Lay out the rows from the line with "# test: point to the tall" to the line with "[[286, 180], [271, 177]]", both included, as a JSON list of strings with one string per line and blank lines left out.
## Begin Records for the exercise
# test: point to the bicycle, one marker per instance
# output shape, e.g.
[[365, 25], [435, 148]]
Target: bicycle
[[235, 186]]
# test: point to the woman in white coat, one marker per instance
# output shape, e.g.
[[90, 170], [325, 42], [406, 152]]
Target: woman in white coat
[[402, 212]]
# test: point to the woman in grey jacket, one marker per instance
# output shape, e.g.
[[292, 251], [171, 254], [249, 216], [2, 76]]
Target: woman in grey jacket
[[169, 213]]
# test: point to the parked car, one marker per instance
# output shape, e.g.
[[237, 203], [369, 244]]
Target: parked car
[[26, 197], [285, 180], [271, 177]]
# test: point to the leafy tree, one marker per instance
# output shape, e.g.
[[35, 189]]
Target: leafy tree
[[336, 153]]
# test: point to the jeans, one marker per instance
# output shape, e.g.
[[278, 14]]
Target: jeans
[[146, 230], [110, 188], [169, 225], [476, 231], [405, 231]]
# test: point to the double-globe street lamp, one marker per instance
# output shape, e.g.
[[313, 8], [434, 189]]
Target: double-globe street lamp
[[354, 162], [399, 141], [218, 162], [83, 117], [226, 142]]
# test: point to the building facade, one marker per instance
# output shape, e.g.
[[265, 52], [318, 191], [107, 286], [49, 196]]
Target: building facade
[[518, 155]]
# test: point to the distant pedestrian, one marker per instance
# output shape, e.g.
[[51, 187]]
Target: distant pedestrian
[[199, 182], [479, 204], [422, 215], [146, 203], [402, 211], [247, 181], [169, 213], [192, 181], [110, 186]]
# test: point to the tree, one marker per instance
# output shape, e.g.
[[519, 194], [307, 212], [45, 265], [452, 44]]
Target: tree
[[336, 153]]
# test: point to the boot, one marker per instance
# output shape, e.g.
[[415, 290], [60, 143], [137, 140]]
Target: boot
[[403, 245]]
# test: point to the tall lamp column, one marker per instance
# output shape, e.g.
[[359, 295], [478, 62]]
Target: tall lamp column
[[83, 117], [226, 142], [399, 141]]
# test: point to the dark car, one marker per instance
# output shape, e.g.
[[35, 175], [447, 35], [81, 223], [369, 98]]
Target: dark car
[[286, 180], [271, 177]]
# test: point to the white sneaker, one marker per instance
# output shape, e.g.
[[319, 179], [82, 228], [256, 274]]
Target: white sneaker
## End Records for the exercise
# Result
[
  "# test: point to the tall lamp column, one marker per instance",
  "# output shape, e.g.",
  "[[359, 295], [478, 62]]",
  "Target: tall lamp column",
  "[[83, 117], [226, 142], [399, 141]]",
  "# test: point to the dark car, one marker per instance",
  "# output shape, e.g.",
  "[[35, 175], [447, 35], [81, 223], [369, 98]]",
  "Target: dark car",
  "[[286, 180], [271, 177]]"
]